■ **Problem statement**: Transcribe the entries that follow exactly as they appear, minus pictures.
- - - -
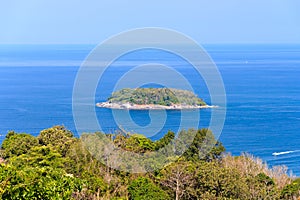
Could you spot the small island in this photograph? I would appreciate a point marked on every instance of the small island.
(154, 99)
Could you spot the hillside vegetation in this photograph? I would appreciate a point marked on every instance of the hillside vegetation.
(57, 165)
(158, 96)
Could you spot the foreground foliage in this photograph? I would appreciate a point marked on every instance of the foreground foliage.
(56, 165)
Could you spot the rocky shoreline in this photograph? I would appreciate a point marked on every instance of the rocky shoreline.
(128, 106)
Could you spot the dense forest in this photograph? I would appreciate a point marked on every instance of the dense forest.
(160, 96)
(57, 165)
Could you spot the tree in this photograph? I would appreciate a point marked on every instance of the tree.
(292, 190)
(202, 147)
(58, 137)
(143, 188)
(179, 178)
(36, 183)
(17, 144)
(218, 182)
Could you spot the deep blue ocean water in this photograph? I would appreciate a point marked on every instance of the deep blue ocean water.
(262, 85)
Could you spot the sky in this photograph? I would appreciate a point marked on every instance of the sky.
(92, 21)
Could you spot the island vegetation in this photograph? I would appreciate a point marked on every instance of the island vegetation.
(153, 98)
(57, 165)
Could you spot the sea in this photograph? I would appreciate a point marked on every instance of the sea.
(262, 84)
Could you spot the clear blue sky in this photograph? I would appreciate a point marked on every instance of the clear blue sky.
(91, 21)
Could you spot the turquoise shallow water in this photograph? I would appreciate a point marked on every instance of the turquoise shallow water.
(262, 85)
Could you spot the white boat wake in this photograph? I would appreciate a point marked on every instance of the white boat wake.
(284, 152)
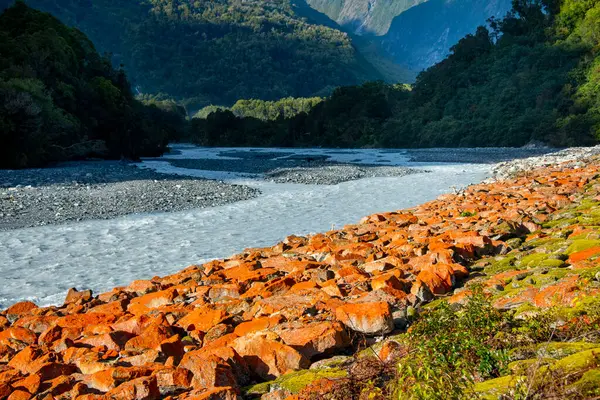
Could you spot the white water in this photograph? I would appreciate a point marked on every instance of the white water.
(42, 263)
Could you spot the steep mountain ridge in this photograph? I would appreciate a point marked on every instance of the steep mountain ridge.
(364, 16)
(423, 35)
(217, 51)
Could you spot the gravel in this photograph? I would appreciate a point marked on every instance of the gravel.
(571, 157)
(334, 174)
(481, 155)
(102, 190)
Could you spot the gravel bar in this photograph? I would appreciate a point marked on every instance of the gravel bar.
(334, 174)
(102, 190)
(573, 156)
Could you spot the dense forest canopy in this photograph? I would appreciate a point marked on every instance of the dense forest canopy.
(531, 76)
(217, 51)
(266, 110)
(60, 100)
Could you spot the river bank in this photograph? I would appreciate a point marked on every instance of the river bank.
- - - -
■ **Written response**:
Could you spot the small island in this photograph? I would appreciate a point marked on every instance of the small island.
(154, 99)
Could you spot the hillside vegetation in this photograph? I would appreciate a point marked on every instance of the hillside vegetation.
(57, 165)
(158, 96)
Could you spot the foreground foliage in this photograph? I would appreciate a point marked on every instance of the foreground foliage.
(56, 165)
Could you spot the rocky shoreline in this photograph? I would appreciate a point marked on every instance of the rocky shoreline.
(128, 106)
Could you spot the dense forest in this photograph? I would appreciate a point marked on every instance of the dense forest.
(160, 96)
(57, 165)
Could you spot the tree in this photograph? I would appreciate a point marked on every instance of the tree.
(292, 190)
(202, 147)
(58, 137)
(143, 188)
(179, 178)
(36, 183)
(17, 144)
(218, 182)
Could you spot the deep blue ocean water in this photograph? I would appreciate a point marked on every instance of the deep blue ocean water.
(262, 85)
Could you spot the sky in this photograph? I would appreciate a point marked on every instance of the sky.
(92, 21)
Could you spot the island vegetation in this photograph? I would appreciate a point marked on every instance of the island vegetation.
(153, 98)
(57, 165)
Could you spot the sea in this photograph? I would appreciate a point marked on every instance of the sea.
(262, 84)
Could you spot the clear blue sky in this photograph? I would appreciate a point marked on every instance of the clear blue sky.
(91, 21)
Could you spot the turquoise shallow water in this photograph? I would appreciate a point marked on every instance of the turquoise shallow water.
(262, 85)
Could you spot the white boat wake in this photograph? I would appreciate a point marked on every instance of the white boat wake.
(284, 152)
Could you spot the white water in this photograph? I would appreciate a point marked on every instance of the white water.
(42, 263)
Could you spot the steep mountain ridge in this photograph? I would appreciate a point marked on every instance of the steep mountain ridge.
(364, 16)
(423, 35)
(217, 51)
Could you spot the gravel in this photograph? I would appreciate a point marked on every instance of the gravel.
(571, 157)
(334, 174)
(481, 155)
(102, 190)
Could you spot the gravel bar in this photograph? I would appreciate a point marked on every instance of the gravel bar.
(334, 174)
(102, 190)
(573, 156)
Could you spot the dense forest canopy in this photograph? I would appreciate a point marked on every instance of the dense forest canopy.
(531, 76)
(217, 51)
(266, 110)
(60, 100)
Could you spot the river bank in this photograph? I would appreciate a point marked on every instance of the river bank.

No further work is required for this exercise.